=== Request ===
Extract from the entries below each line that contains the string "dark", reproducing every such line in full.

=== Given records ===
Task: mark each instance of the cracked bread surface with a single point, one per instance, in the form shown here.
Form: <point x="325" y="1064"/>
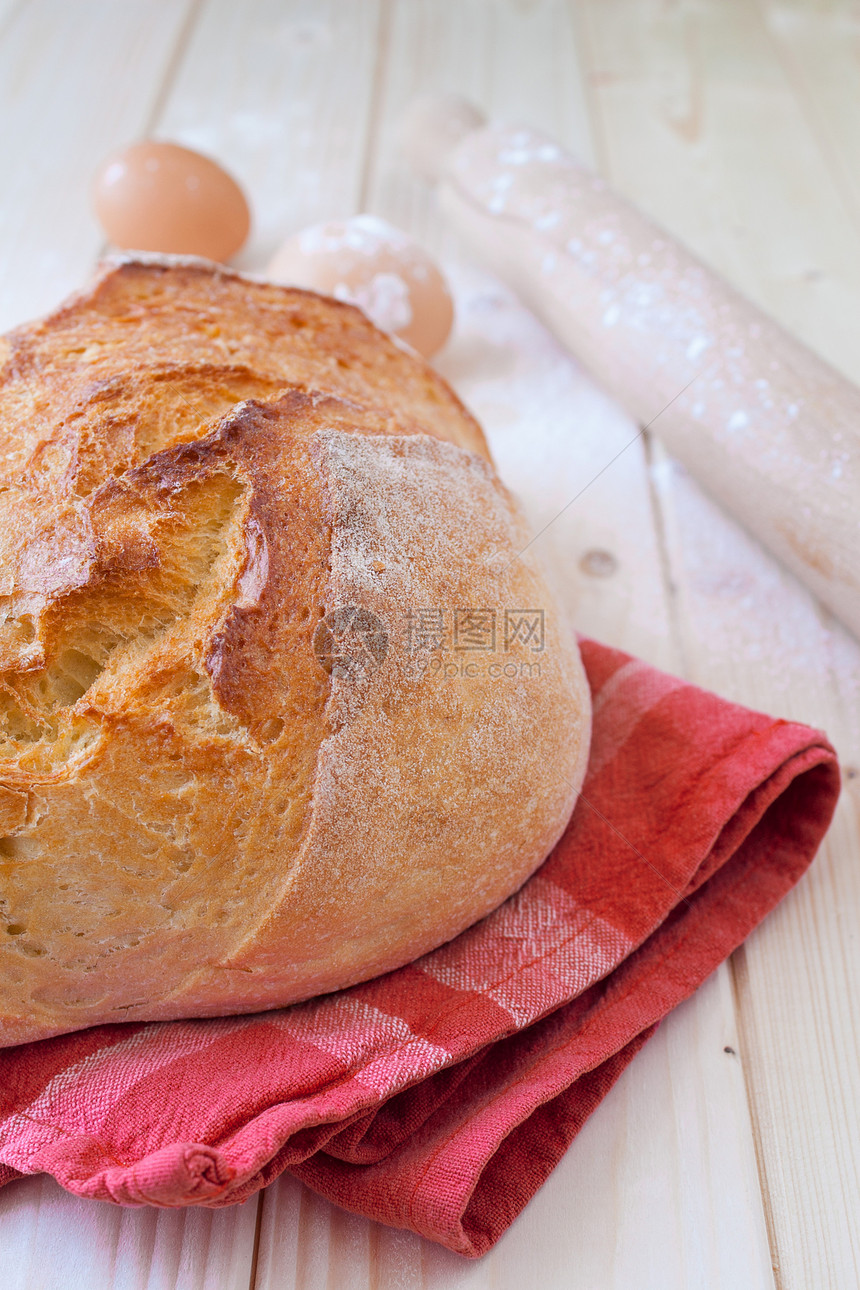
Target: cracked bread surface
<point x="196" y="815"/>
---
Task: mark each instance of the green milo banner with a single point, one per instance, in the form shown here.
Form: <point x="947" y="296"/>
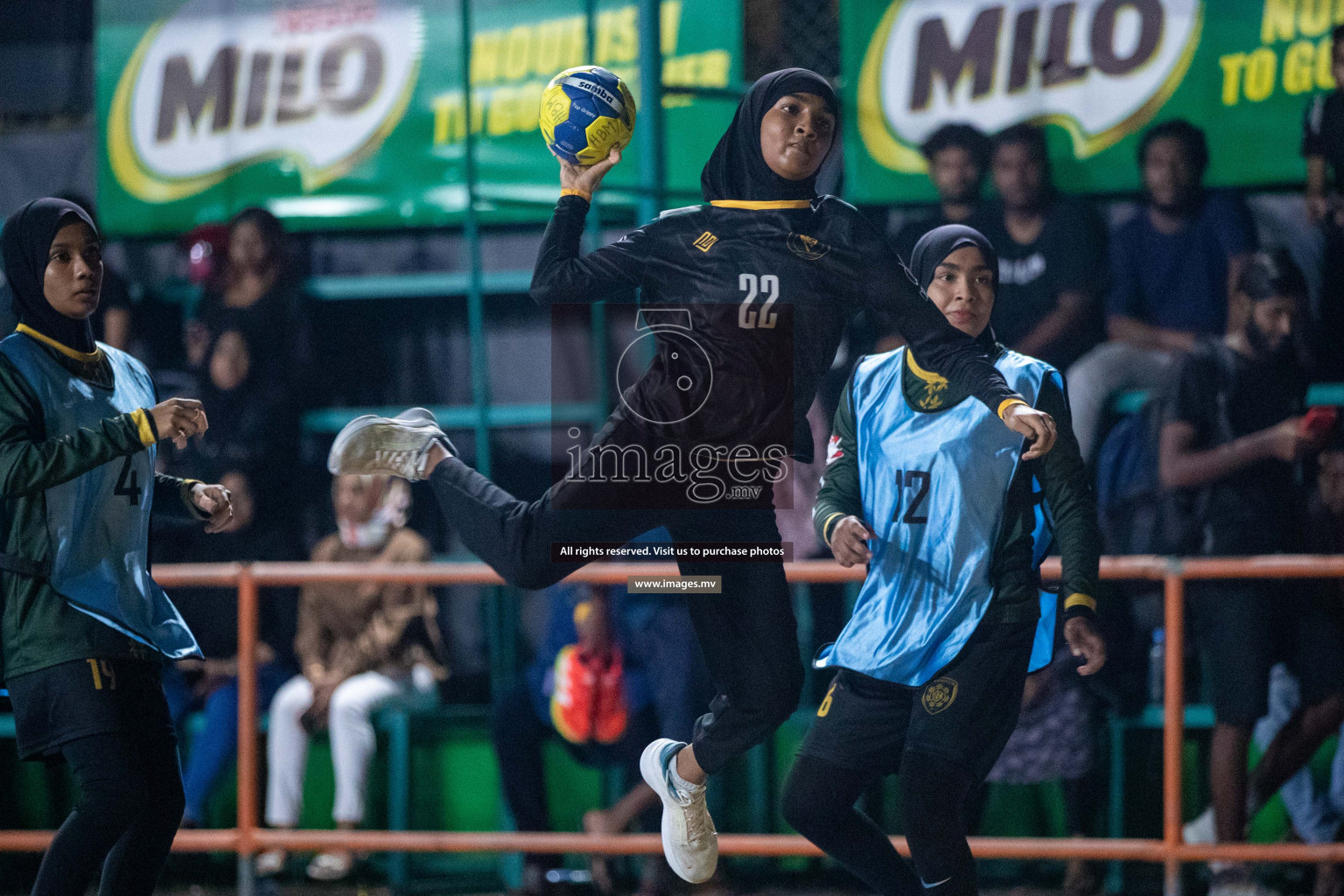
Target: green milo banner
--
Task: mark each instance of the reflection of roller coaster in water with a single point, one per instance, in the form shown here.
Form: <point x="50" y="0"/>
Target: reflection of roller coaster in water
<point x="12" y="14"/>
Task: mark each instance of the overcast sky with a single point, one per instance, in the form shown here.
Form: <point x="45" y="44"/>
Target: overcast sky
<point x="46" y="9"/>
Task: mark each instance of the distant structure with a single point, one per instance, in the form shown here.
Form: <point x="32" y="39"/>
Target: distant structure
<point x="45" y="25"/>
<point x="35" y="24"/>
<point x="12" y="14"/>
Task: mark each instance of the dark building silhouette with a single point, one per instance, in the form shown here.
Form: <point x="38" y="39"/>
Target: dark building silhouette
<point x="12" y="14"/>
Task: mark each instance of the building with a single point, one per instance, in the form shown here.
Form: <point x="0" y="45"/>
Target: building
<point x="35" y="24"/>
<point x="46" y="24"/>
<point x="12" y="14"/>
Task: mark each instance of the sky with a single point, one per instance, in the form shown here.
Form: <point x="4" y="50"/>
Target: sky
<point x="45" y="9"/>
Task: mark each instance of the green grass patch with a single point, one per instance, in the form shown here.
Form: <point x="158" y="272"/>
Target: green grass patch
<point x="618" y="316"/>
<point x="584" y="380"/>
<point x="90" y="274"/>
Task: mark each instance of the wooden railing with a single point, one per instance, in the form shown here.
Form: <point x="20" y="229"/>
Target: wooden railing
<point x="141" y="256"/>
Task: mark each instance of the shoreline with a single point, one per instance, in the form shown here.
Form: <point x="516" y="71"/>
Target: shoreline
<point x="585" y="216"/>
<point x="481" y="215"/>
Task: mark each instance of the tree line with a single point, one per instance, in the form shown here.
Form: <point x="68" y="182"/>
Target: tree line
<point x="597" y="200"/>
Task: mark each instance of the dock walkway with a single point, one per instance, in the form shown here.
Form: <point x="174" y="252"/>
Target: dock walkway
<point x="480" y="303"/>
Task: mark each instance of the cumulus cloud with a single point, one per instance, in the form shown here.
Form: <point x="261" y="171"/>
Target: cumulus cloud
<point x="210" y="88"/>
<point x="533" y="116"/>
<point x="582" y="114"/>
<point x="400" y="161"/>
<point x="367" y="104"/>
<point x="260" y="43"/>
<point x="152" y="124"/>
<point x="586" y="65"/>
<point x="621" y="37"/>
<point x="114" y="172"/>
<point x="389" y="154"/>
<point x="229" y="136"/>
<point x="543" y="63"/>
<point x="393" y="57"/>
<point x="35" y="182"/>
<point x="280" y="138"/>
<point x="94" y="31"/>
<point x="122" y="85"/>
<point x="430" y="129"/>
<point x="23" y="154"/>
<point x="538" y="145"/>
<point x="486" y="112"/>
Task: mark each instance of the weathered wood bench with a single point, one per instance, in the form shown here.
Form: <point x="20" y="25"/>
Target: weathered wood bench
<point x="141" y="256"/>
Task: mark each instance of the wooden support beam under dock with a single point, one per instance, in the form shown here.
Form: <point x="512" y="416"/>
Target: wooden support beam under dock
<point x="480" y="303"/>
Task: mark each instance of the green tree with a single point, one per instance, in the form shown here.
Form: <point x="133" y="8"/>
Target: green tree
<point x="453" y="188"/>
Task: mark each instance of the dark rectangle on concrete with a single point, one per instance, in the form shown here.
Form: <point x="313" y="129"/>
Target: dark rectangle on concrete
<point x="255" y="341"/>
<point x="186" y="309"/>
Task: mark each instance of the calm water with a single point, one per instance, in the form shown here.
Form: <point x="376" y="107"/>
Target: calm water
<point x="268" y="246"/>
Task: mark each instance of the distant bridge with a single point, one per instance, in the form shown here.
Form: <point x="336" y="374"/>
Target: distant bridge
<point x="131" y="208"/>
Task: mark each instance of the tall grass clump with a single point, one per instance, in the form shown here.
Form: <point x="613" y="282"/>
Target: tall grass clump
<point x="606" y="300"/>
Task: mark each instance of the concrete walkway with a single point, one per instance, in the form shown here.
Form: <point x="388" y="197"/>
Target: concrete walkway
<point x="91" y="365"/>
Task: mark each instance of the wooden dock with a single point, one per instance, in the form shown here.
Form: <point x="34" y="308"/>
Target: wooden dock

=== Response below ===
Task: mark each instance of the dark building silhouette with a single point, one per instance, in the form shown here.
Target: dark building silhouette
Task: mark each instance of the dark rectangle on concrete with a single point, one per instance, in the form shown here.
Target: dark rectangle on concrete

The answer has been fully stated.